• [What you should do]: Write out all the material again, swapping "mint leaf" for "basil leaf" and leaving everything else unchanged.

— start of Records to process —

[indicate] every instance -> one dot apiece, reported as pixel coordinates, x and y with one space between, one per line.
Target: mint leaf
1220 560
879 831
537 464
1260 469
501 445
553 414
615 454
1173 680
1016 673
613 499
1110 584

— end of Records to process —

• [The solution]:
[indicate] every instance -> one dot apiece, reported as pixel coordinates, x and y with one space between, one per line.
Target: basil leaf
1220 560
879 831
537 464
1260 469
501 445
553 414
615 454
1173 680
1016 673
613 499
1110 584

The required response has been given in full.